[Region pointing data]
········

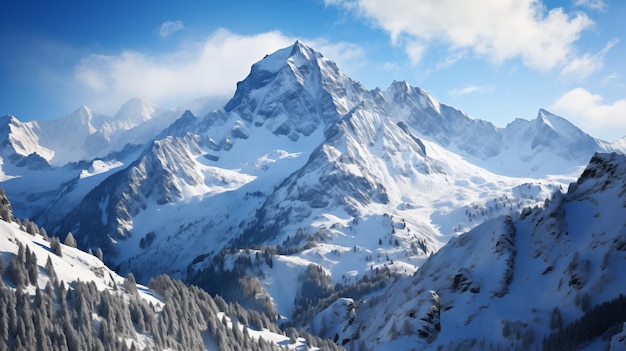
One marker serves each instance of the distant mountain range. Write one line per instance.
(306, 186)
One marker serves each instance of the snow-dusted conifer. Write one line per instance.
(69, 240)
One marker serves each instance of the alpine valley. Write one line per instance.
(378, 219)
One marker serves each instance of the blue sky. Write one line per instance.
(494, 60)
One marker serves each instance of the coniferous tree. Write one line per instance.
(31, 266)
(69, 240)
(55, 245)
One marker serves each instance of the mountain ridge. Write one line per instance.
(304, 167)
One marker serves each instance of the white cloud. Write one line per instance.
(498, 30)
(598, 5)
(170, 27)
(592, 114)
(582, 67)
(207, 69)
(471, 89)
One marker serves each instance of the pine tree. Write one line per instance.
(55, 246)
(69, 240)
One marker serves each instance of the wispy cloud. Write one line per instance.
(209, 68)
(598, 5)
(592, 113)
(204, 69)
(170, 27)
(471, 89)
(496, 30)
(582, 67)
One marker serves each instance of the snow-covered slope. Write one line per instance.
(56, 297)
(83, 134)
(303, 172)
(509, 282)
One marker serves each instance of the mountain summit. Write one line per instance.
(293, 91)
(305, 186)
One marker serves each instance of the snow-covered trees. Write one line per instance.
(55, 246)
(69, 240)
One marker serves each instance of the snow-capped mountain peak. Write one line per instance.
(136, 111)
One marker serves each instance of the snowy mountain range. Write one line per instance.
(303, 177)
(56, 297)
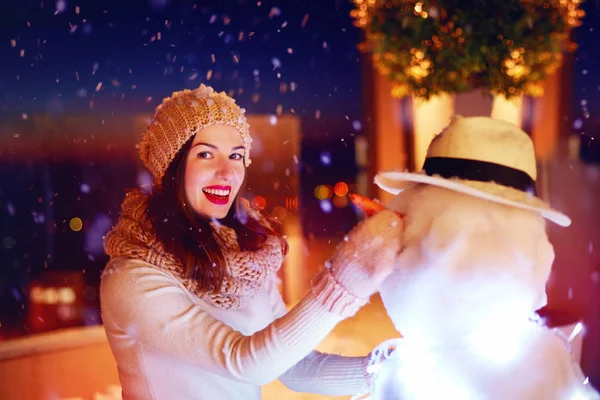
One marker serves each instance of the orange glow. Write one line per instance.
(340, 189)
(76, 224)
(259, 203)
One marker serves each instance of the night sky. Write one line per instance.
(127, 55)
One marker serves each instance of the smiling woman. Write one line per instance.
(214, 170)
(189, 298)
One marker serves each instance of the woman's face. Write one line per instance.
(214, 171)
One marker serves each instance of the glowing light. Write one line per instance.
(576, 331)
(325, 206)
(340, 189)
(76, 224)
(259, 203)
(66, 295)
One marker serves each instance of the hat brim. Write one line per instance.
(395, 181)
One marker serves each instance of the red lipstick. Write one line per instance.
(217, 194)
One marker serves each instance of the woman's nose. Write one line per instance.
(224, 170)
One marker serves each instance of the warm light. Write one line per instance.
(291, 203)
(259, 203)
(76, 224)
(66, 295)
(340, 189)
(50, 296)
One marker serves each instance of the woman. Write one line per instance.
(189, 298)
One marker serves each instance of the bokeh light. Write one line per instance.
(76, 224)
(340, 189)
(326, 206)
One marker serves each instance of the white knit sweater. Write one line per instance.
(169, 344)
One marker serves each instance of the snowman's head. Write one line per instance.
(467, 263)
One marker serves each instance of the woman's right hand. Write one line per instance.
(367, 255)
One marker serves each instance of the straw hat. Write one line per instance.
(482, 157)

········

Assignment ▸
From the line with "One marker serves each instance of the hat" to the final line of the data above, please reproduce every line exactly and add nothing.

Final answer ▸
One marker serves each instance of the hat brim. Write one line per instance.
(395, 181)
One marker serves each instance of the red lipstick. Write one line per instance.
(217, 194)
One marker serves each instance of the woman's nose. Write one line per instance.
(224, 170)
One marker serves each instance of the warm light. Write one line per instance.
(291, 203)
(259, 203)
(76, 224)
(66, 295)
(340, 189)
(50, 296)
One marker serves each instance of the woman. Write one line per instance.
(189, 298)
One marker serves each instance of the bokeh light. Write one line per instance.
(76, 224)
(340, 189)
(326, 206)
One marker serves each instance of the white knit sweater. Write one line per instance.
(169, 344)
One marker serves each instance of the snowman's head. Write one line per instance.
(467, 263)
One marker serves each instance of the woman's right hand. Write one line per instance.
(367, 255)
One marker serves each instance of the straw hat. Write one line per instance.
(482, 157)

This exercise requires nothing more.